(begin)
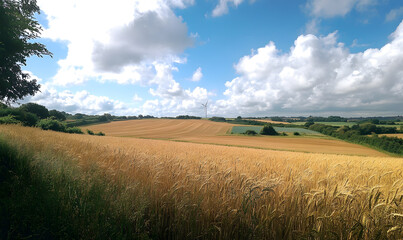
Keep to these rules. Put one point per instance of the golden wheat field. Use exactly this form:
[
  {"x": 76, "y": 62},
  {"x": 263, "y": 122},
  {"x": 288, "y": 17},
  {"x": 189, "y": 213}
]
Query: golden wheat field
[
  {"x": 219, "y": 192},
  {"x": 204, "y": 131}
]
(end)
Task instructions.
Rewrite the lines above as a JSON list of strings, with one string for each line and no blank lines. Leave the pictures out.

Solution for this problem.
[
  "Keep to these rules. Put one point per instance of the golden wheat field. Use exactly this form:",
  "[",
  "  {\"x\": 76, \"y\": 62},",
  "  {\"x\": 263, \"y\": 122},",
  "  {\"x\": 288, \"y\": 17},",
  "  {\"x\": 189, \"y\": 213}",
  "]",
  "Query: golden wheat field",
  "[",
  "  {\"x\": 219, \"y\": 192},",
  "  {\"x\": 204, \"y\": 131}",
  "]"
]